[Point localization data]

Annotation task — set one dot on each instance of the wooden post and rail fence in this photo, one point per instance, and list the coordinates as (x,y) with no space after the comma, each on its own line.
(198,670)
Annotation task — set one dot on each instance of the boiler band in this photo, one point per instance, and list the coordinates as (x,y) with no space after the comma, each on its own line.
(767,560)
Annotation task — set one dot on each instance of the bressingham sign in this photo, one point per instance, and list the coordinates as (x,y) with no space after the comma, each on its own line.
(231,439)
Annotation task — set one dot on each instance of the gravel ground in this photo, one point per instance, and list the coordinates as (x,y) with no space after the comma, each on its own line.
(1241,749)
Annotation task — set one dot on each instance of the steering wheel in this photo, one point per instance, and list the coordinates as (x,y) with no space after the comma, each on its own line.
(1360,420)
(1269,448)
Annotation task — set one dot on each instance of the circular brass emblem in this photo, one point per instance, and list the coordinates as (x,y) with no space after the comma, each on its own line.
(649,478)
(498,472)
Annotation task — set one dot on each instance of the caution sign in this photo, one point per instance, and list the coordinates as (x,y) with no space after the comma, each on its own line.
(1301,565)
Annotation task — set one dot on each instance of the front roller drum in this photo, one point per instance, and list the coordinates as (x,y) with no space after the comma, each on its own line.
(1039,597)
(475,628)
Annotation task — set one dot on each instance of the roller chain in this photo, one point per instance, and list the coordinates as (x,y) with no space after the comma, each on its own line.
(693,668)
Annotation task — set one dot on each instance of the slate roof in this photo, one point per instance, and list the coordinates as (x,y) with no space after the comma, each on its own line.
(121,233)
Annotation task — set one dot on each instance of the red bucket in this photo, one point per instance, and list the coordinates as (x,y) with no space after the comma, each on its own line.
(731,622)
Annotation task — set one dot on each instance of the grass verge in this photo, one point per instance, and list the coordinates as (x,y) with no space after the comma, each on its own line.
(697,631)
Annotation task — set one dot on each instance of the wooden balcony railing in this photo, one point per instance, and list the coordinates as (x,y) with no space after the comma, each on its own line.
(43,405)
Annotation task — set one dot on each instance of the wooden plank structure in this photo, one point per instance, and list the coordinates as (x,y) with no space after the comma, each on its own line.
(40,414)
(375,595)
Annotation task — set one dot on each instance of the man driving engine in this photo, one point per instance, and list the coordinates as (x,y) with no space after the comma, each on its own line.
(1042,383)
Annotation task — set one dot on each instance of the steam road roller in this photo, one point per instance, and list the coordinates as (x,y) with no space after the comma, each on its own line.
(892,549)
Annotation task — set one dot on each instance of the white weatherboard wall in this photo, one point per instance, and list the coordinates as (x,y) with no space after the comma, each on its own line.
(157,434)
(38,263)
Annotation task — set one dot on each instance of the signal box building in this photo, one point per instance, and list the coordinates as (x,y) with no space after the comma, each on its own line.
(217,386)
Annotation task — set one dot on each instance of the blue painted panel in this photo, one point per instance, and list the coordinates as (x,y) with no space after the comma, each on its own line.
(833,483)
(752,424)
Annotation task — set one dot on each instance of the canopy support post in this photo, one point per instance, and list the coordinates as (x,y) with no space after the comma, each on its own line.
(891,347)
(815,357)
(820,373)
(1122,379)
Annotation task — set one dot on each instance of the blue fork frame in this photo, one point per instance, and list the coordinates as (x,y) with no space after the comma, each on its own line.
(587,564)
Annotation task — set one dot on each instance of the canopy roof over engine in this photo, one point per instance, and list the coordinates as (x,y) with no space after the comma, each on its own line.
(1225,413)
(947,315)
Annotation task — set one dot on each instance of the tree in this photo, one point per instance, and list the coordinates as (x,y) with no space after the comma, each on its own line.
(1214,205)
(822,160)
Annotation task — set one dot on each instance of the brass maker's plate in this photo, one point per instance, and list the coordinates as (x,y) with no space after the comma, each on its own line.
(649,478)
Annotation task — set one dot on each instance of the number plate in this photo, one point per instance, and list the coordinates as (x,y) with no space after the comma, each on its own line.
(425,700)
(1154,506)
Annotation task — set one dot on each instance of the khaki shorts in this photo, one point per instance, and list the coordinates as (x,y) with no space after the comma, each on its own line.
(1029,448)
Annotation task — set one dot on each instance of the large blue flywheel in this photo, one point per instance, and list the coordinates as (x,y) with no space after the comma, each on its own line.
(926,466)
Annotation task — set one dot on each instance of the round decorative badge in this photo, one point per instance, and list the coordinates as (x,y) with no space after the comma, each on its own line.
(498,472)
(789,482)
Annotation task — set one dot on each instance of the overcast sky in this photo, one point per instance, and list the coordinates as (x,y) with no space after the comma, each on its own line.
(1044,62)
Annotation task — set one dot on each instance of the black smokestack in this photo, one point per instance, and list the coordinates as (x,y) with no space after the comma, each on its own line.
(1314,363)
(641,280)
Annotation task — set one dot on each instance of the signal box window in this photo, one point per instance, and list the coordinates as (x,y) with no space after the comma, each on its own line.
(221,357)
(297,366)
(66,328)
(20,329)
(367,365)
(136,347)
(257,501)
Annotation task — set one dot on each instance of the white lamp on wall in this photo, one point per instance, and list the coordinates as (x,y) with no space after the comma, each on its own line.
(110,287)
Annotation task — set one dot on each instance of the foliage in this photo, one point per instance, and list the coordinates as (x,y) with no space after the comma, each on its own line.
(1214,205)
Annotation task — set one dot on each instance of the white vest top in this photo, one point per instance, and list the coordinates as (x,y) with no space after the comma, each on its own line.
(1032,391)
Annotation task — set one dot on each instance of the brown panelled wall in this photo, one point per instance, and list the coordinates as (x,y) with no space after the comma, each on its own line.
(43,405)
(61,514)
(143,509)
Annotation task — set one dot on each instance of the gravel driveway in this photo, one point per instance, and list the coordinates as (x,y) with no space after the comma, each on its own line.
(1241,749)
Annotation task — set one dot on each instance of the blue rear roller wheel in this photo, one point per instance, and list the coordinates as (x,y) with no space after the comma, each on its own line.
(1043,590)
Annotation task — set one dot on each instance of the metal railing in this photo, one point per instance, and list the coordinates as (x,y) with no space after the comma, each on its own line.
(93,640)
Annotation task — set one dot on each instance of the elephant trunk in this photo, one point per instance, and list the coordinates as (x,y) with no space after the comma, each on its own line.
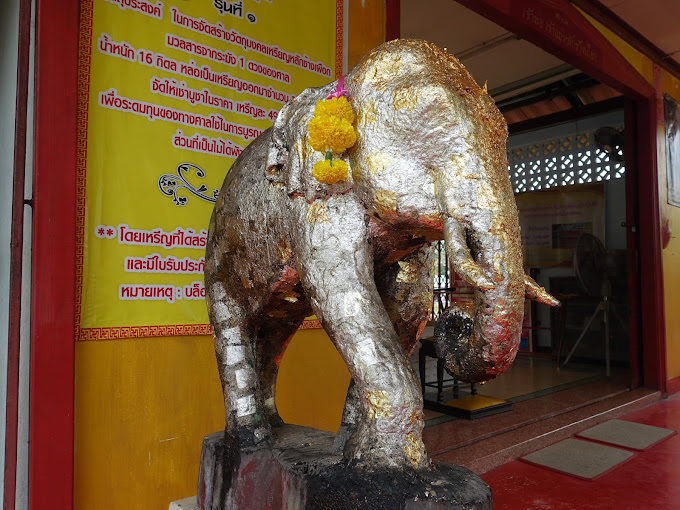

**What the exercise asks**
Before you finish, make sure every line above has been repeated exactly and no picture remains in the copy.

**Your response**
Annotation task — set one dot on each instance of the wooden post and rail fence in this photo, one point per instance, and list the coordinates as (x,y) with no space after the comma, each on its own line.
(198,670)
Annotation task — set one dot on each instance of the boiler band in this photo, one point per instance, and list the coordinates as (x,y) with no space after the comma, each on its own line.
(767,560)
Annotation task — set one dot on each instance of the bressingham sign in this photo, one point per instance, and list the coordinates as (x,y) with no space after the comma, each on its own line.
(231,439)
Annotation task — set one dot on each instance of the gravel ground in this photo, one point per instance, and list the coordinates as (x,y) with no space after the comma, each on its own line.
(1241,749)
Annotation task — set one dot on each instance of the steering wheel in this photo, one point per instance, and list the coordinates as (x,y) with no space after the comma, each on its own line.
(1360,420)
(1269,448)
Annotation task — set one dot on each instance of the circular brass emblem in this photo, one point per instance, and list the coordinates as (x,y) with no space after the comma, each on its own line.
(649,478)
(498,472)
Annotation task — set one dot on each instance of the caution sign in this photo, one point per instance, and list the coordinates as (x,y) with no space after the comma, each on its own line.
(1301,565)
Annotation task — set one dot on each instance of the front roller drum in this photo, one point per instance, and list the coordinates as (x,y) with no space after the comma, each on its own line.
(1039,597)
(475,628)
Annotation task — set one dot on each instance of the roller chain in this photo, one point per instance, and list the coordinates as (x,y) with no space after the comma, each on its own line.
(693,668)
Annotation task — set one dot on each instance of the slate roof in this photo, one point per instance, and list the coordinates as (x,y) with no space after the comma, each on its own line.
(121,233)
Annotation task — set one dot on each instance of the red bucket in this photo, one point per instance, and list the coordinates as (x,y) with no space after the comma, each on its own line.
(731,622)
Annotation task — set one dot on each instance of the grass verge in this photo, one point per instance, and list the coordinates as (x,y) with no space after the comma, each on its own line.
(697,631)
Annotation task — set one dot on each instance of the wooden balcony railing in this photo, one point per instance, and list the coordinates as (x,y) with no space after the comma, each on its own line.
(43,405)
Annotation task — set one dot on each instance of the wooden plank structure in this photo, one point per instance, and list the coordinates as (x,y) with no space after the comma, each on its own line.
(40,414)
(375,595)
Annotation task — set one dot on each instance of the man driving engine in this photo, one point per instance, and list the coordinates as (x,y) with no space after the comma, each on its own line.
(1042,383)
Annotation task — set one dot on each instance of the steam road roller in this photo, one point per instance, and list the coordinates as (x,y) with no space after the comma, each on its own line.
(892,549)
Annotation task — set one dot on each instance of the white weatherboard wall in this photo, one point per instance, and list the coordinates as (x,y) with no space after the comma, each on its own line.
(157,434)
(38,263)
Annotation task — set one dot on each instance of the signal box building in this photo, one point per instance, and list the coordinates as (x,y) with no space after the comma, each on its own line.
(217,386)
Annotation task — set one dot on each instance of the blue painted panel in this photo, one point per instance, and list the coordinates as (x,y) with no space after the comma, each on its own line.
(833,483)
(752,424)
Annotation task — set one dot on each instance of the canopy support post in this photo, one point per instance, and list the coordinates as (x,y) with no space after the comma, each on its own line.
(891,347)
(815,357)
(820,373)
(1122,379)
Annotation task — set one dot on each instance of the blue fork frame in this photo, one point per instance, and list the coordinates as (x,y) with no space after the comma, each on its own line.
(587,564)
Annotation task — set one dot on each instance of the canopy roof over engine in this photo, one point per instance, and list the coordinates as (x,y) with no space after the comma, each on its own line.
(1225,413)
(947,315)
Annotation task — set one dot on each instance of the tree in this photo, one point per instance, and list the coordinates as (x,y) with no space after the comma, each on its own line.
(1214,205)
(822,160)
Annotation task — set one dot on each instance of the brass maker's plate in this photo, one point per instance, and list the coordinates as (x,y) with no space after the comma, each on its own line.
(649,478)
Annotation task — set one dot on each instance of the number plate in this photo, one point per instance, and list the coordinates as (x,y) with no space after the comma, each on its own line.
(425,700)
(1154,506)
Annotation task — set one dot on each instance of the khaki shorts in this photo, one point per instance, and list the coordinates as (x,y) with no space after the comma, each on its own line.
(1029,448)
Annotation task — set one dot on each instance of the large blue flywheel in this photo, one point per instance, and list the coordinates as (x,y) with no space after the comma, each on its own line.
(926,466)
Annotation task — set one dot on each instance of the round decorative badge in this photo, one point per instance, and list the coordinates as (x,y) with no space after the comma, each on its own line.
(498,472)
(789,482)
Annotation task — set one dot on each instance of the overcast sky in this photo, one point per instance, and list the coordinates as (x,y) with no space after the comma, each on its own line.
(1044,62)
Annotation task — set one dot on each instance of the black smokestack in this photo, one point per instance, and list the coordinates as (x,y) with no space after the comma, each on its own line.
(1314,363)
(641,280)
Annotation task — set one dot on each instance of the signal box window in this photo, one point per instance, and list the coordinates as (x,y) with no space after the comma, each on its own line.
(221,357)
(297,366)
(66,328)
(20,329)
(367,365)
(136,347)
(257,501)
Annotation task — set one dot on each instance of the white lamp on wall in this photo, one point per instance, and list the coordinates as (x,y) with no space after the comma, each on its own line.
(110,287)
Annotation task — set one dot on each instance of the foliage in this photo, one point per instance, and list the coordinates as (x,y) with no space after the comma, each on its own line.
(1214,205)
Annotation task — set one dot on each instance of the white vest top in this photo, one point per instance, and list the coordinates as (x,y) with no space after the comma, each on its own line.
(1032,391)
Annotation task — set one dot on each instance of the brown panelled wall in this photo, one point per instance, and list the coordinates as (x,y) with no space after the comma, each on its own line.
(43,405)
(61,514)
(143,509)
Annotation task — set one dot on each instance of the gravel driveway in this photo, one point per instance, and list the coordinates as (x,y) with no space after the comma, each on its own line.
(1241,749)
Annotation task — set one dot on each instance of the blue rear roller wheel in this photo, one point per instance, and list the coordinates as (x,y) with no space after the comma, each on its own line.
(1043,590)
Annotation task — set one dot on each instance of the metal railing in this photo, one point per instance, and list the coordinates as (x,y) with no space after the comma, each on its own line.
(93,640)
Annotation task — set one dot on each instance of the elephant trunk in this photo, one point per instance, and list the coordinates as (x,y) with no space after the comma, each on its own line.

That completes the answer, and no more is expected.